PASSAGE PROVIDED:
Re: BUG #13440: unaccent does not remove all diacritics

От
Bruce Momjian
Дата:
On Wed, Feb 17, 2016 at 03:06:26PM +0300, Teodor Sigaev wrote:
> >>I'm inclining to commit this patch becouse it suggests more regular
> >>way to update unaccent rules. That is nice.
> >How would this affect pg_trgm indexes upgraded by pg_upgrade?
>
> pg_upgrade doesn't know any tsearch configuration staff, so, it
> can't do anything useful with checnges of fts configuration. The
> right way is recreate all tsvector columns, but pg_upgrade obviously
> is not able to run tsearch stack: parser, dictionaries etc.

OK, so would we need to mark such indexes as invalid?  Are you saying
the tsvector columns would also be invalid?  Yikes.  We could at least
tell people to recreate them.

--
  Bruce Momjian  <bruce@momjian.us>        http://momjian.us
  EnterpriseDB                             http://enterprisedb.com

+ As you are, so once was I. As I am, so you will be. +
+ Roman grave inscription                             +

Re: BUG #13440: unaccent does not remove all diacritics

От
Léonard Benedetti
Дата:
12/02/2016 17:44, Teodor Sigaev wrote :
> I'm inclining to commit this patch becouse it suggests more regular
> way to update unaccent rules. That is nice.
>
> But I have some notices:
> 1 Is it possible to do not restrict generator script to Python V2?
> Python V2, seems, will go away in near future, and it will not be
> comfortable to install V2 for a single task.

Yes I agree, it makes sense; the script was originally Python 2 but
Python 2 is legacy. Moreover, adapting the script for Python 3 seems
trivial.

> 2 As it's easy to see, nowhere in sources of pgsql there is no a UTF-8
> encoding, just ASCII. I don't see reason to make an exception for this
> script.

First of all, the majority of pgsql code is C, a language where default
encoding is not the same everywhere (may depend on the locale settings
or the compiler) so it is logical to use ASCII.

On the other hand, UTF-8 encoding for source code is *a feature of
Python 3* (to quote the documentation: “The default encoding for Python
source code is UTF-8”) so there is no possible ambiguity, and it will
not be a problem. That said, some non-ASCII characters may be removed
without prejudice from the source code of the script (I think in
particular to "“" and "”"). Nevertheless, for some comments, it would be
unfortunate (e.g. “# RegEx to parse rules (e.g. “Đ → D ; […]”)” or “# ℃
°C”).

TASKS TO PERFORM:
(1) From the unaccent thread, quote the passage starting at "Yes I agree, it" and ending at "to use ASCII.".
(2) In the unaccent thread, what language is named as the one most pgsql code is written in?

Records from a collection
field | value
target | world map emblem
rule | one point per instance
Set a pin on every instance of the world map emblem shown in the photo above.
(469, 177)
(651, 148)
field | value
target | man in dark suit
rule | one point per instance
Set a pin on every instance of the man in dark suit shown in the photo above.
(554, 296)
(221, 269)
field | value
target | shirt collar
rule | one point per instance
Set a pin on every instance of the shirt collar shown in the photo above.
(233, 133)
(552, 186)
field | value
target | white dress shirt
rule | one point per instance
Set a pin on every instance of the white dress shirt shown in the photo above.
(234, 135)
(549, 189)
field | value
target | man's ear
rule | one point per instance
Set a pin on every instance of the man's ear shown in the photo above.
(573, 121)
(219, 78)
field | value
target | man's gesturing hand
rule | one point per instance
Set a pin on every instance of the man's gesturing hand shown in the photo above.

==

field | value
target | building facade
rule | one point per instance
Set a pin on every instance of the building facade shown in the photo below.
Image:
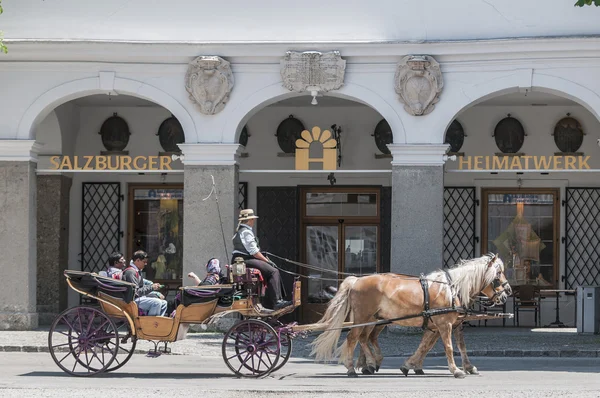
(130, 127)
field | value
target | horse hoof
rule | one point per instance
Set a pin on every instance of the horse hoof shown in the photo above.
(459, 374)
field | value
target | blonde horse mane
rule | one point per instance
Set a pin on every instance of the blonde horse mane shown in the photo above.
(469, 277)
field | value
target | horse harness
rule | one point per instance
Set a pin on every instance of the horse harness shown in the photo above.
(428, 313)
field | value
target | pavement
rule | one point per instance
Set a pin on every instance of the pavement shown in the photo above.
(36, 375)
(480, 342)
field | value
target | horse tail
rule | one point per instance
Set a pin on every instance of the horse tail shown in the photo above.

---

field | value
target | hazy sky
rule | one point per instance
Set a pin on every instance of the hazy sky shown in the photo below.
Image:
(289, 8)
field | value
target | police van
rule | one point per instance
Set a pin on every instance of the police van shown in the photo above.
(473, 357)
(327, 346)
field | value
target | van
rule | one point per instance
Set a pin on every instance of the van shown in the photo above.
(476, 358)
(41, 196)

THE RESPONSES:
(1)
Yes I agree, it makes sense; the script was originally Python 2 but
Python 2 is legacy. Moreover, adapting the script for Python 3 seems
trivial.

> 2 As it's easy to see, nowhere in sources of pgsql there is no a UTF-8
> encoding, just ASCII. I don't see reason to make an exception for this
> script.

First of all, the majority of pgsql code is C, a language where default
encoding is not the same everywhere (may depend on the locale settings
or the compiler) so it is logical to use ASCII.

(2) C